_WHAT YOU HAVE TO DO:_
For each line of the data below, copy it if it holds the word "colorful".

═════ INFORMATION SHOWN

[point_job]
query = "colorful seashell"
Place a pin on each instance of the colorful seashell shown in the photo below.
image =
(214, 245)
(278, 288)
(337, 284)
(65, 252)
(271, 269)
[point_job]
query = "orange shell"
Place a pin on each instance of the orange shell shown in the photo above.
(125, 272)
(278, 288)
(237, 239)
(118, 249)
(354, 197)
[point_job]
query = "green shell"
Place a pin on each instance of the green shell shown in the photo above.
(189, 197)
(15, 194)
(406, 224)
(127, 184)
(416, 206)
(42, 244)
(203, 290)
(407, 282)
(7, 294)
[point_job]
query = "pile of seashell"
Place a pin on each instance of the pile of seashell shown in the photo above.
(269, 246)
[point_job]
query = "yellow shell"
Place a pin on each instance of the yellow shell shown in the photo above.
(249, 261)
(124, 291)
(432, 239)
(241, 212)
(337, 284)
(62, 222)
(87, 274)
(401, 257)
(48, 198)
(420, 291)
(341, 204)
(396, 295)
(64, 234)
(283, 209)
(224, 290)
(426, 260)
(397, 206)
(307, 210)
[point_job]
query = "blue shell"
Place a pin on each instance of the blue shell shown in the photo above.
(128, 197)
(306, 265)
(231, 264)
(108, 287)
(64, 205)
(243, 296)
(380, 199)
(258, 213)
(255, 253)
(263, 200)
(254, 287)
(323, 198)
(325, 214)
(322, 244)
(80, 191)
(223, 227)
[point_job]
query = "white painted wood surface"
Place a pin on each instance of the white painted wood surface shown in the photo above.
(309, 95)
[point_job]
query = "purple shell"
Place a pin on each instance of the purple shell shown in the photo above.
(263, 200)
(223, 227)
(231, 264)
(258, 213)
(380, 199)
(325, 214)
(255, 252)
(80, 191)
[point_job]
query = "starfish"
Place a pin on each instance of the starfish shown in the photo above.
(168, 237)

══════════
═════ INFORMATION SHOWN

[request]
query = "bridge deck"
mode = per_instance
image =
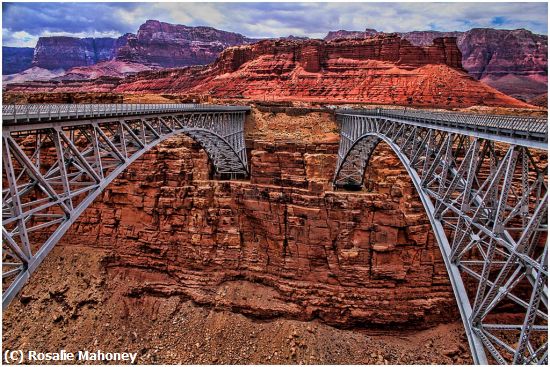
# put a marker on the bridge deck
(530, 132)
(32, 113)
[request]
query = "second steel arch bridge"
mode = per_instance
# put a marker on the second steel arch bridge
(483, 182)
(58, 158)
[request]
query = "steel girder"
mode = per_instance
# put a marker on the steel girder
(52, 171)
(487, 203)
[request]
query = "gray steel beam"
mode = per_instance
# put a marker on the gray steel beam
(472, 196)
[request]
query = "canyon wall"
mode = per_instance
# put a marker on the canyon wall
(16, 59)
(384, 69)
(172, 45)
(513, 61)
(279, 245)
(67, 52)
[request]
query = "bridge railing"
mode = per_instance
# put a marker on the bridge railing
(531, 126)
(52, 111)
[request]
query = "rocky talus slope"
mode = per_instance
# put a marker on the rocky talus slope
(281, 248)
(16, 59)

══════════
═════ INFORMATION SHOWN

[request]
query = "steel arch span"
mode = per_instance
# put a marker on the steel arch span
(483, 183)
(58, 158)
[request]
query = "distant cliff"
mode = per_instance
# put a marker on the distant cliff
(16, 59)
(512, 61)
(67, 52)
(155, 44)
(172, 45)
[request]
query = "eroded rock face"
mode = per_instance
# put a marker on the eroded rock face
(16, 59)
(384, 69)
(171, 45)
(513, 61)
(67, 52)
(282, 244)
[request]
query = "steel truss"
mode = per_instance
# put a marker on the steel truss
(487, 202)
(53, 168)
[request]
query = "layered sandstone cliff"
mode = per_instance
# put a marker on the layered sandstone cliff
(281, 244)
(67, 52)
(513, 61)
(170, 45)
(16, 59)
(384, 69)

══════════

_THE ANSWER:_
query = "colorful seashell"
Place a pin on each instance of the colorful seashell shown in the photo below.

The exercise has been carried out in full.